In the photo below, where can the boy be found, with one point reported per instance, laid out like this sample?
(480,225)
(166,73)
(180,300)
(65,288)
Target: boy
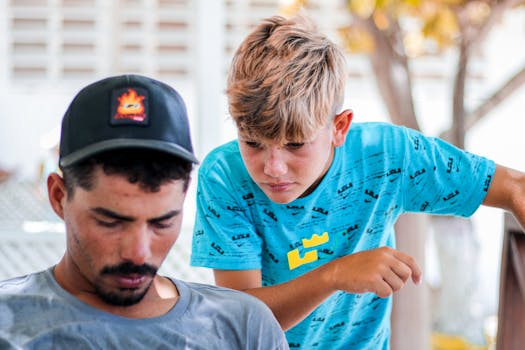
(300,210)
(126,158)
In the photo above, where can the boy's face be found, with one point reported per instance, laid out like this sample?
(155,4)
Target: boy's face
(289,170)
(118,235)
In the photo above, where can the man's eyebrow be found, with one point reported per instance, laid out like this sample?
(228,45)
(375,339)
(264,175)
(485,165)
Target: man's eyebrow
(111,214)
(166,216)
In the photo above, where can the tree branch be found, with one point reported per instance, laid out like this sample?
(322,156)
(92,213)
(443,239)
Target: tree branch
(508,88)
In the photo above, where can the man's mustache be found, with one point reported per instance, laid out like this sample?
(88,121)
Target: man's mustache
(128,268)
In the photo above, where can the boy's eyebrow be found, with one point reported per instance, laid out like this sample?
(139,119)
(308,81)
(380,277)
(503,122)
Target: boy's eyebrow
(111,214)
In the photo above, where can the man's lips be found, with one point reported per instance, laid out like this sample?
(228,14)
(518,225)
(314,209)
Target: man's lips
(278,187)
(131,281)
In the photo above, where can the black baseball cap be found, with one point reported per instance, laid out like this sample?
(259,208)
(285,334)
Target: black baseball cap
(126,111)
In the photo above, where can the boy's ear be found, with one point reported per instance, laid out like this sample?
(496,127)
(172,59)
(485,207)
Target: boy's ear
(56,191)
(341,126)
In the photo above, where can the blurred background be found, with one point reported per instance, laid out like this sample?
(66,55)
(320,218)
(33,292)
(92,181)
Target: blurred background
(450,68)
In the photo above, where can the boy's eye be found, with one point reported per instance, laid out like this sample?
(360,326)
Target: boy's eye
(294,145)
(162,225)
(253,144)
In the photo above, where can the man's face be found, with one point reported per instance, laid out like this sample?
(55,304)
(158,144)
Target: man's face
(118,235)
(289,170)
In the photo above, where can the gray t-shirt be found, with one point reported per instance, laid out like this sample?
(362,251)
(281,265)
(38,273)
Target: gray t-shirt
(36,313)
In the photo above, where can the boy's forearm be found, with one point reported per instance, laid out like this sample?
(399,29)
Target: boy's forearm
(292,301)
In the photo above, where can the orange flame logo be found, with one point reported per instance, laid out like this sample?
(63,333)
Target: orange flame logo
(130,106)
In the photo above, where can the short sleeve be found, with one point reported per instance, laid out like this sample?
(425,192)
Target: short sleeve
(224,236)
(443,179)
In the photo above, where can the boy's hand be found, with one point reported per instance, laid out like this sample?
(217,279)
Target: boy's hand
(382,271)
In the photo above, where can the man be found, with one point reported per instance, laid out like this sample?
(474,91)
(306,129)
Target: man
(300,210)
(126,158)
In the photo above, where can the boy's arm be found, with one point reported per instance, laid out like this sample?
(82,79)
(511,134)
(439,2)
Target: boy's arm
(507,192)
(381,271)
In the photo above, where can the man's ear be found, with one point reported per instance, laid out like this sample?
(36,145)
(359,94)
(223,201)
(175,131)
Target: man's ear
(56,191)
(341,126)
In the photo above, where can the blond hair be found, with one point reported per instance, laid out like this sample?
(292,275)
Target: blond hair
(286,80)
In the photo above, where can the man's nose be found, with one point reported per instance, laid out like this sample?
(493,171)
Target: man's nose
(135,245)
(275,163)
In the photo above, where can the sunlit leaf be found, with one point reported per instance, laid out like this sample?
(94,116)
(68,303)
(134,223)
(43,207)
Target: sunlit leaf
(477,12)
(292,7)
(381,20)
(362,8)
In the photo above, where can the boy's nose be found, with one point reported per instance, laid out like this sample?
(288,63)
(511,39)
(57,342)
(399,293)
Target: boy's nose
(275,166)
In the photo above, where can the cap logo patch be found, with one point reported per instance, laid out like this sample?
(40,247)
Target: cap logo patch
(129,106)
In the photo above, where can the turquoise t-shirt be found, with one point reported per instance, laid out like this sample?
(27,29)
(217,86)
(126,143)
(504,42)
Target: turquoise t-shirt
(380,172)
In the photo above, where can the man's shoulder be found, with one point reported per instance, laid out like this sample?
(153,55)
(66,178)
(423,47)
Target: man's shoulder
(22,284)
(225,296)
********************
WHAT IS REQUIRED
Before writing out the material above, please remove its pictures; everything else stays exact.

TASK RESULT
In the photo below, where can the boy be found, with one point reported per instance, laid out like this sample?
(480,225)
(166,73)
(180,300)
(65,288)
Target: boy
(300,210)
(126,158)
In the photo above, where can the boy's face be found, with one point reported per instance, laid out like this sample?
(155,4)
Target: boy's face
(289,170)
(118,235)
In the photo above, where can the man's eyebrow be found, with one point reported per instance, laid out like this sample?
(228,45)
(375,339)
(264,175)
(485,165)
Target: man's eyebrow
(111,214)
(166,216)
In the photo above, where can the tree branch be found, with one point reported per instance, laid out like this sample?
(322,156)
(92,213)
(443,239)
Target: tree branch
(508,88)
In the photo above, where can the man's mustache be found, with one point reported per instance, laid out like this sample?
(88,121)
Target: man's mustache
(128,268)
In the photo above, where can the boy's eyebrow be found, with one point reported per instance, laid out like this sample?
(139,119)
(308,81)
(380,277)
(503,122)
Target: boy's eyebrow
(111,214)
In the photo above, where can the man's lips be found, with one point reported per instance, laid out like this sample?
(228,14)
(518,225)
(314,209)
Target: man's lips
(278,187)
(131,281)
In the photo above, where can the black baseball cap be found, with one point reported per instance, laid out like this sample?
(259,208)
(285,334)
Target: black baseball cap
(126,111)
In the photo above, where can the boy's ear be found, with one point reported per instance, laid out like this sample?
(496,127)
(172,59)
(485,207)
Target: boy's ear
(56,191)
(341,126)
In the photo above, where can the blurred background be found, with one point reported per instance, laid out like this sample?
(66,55)
(320,218)
(33,292)
(92,181)
Target: blurred background
(450,68)
In the photo above, where can the boy's eye be found, with one point reported per instance, laid out like this sample?
(360,326)
Target: boy's eye
(294,145)
(162,225)
(253,144)
In the photo above, where can the man's face be found, with one point reported per instance, laid out like this sample?
(55,304)
(158,144)
Target: man's face
(118,235)
(289,170)
In the photo above, where can the gray t-shirt be found, with one point reported per instance, laid out like this sample?
(362,251)
(281,265)
(38,273)
Target: gray t-shirt
(36,313)
In the photo above, where can the boy's forearm be found, with one point reported per instance, laid out like this sample?
(399,29)
Target: boy's forearm
(292,301)
In the photo above, where can the orange flame logo be found, with one point reported per instance, laid out like this sample?
(63,333)
Target: orange flame logo
(130,106)
In the photo above, where can the short sleeve be found, with one point reported per instance, laid out like this sample?
(425,192)
Target: short sleeve
(224,236)
(443,179)
In the photo above, where can the boy's hand be found, with one point reported per instance, laid out like this sample?
(217,279)
Target: boy's hand
(382,271)
In the photo above, where can the man be found, with one point reported per instance, laid out like this sample?
(474,91)
(306,129)
Target: man
(300,210)
(126,158)
In the photo above, where can the boy's arm be found, with one point reported per instance, laid out like this sample?
(82,79)
(511,134)
(439,2)
Target: boy's arm
(507,192)
(381,271)
In the photo above, where can the man's ear be found, with one point reported per instance, laid out like this sample?
(36,145)
(359,94)
(223,201)
(175,131)
Target: man's ear
(56,191)
(341,126)
In the photo above, where can the blond hair be found, with one point reported per instance, laid out like this sample?
(292,275)
Target: blond hair
(286,80)
In the photo above, where can the man's nose be found, with one point reported per instance, laid out like this sample?
(493,171)
Target: man's nose
(135,245)
(275,163)
In the photo above, where can the sunlit leaf be found, with one point reported per instance, laid out like this sample?
(94,116)
(68,303)
(134,223)
(43,207)
Target: sunlit leaf
(477,12)
(292,7)
(381,20)
(362,8)
In the photo above, where can the boy's nose be found, with one point reported per instance, laid out like this sample?
(288,63)
(511,39)
(57,342)
(399,293)
Target: boy's nose
(275,166)
In the photo above, where can the cap logo patch be found, with one point reported per instance, laid out like this sample?
(40,247)
Target: cap logo patch
(129,106)
In the photo above, where can the turquoise t-shirt be found, with one point reported per instance, laid out like this sample?
(27,29)
(217,86)
(126,143)
(504,42)
Target: turquoise t-shirt
(380,172)
In the photo above, where can the man's shoulder be found, with one point reported per instance, laid out like this sample?
(153,55)
(66,178)
(423,47)
Target: man's shoulder
(22,284)
(225,296)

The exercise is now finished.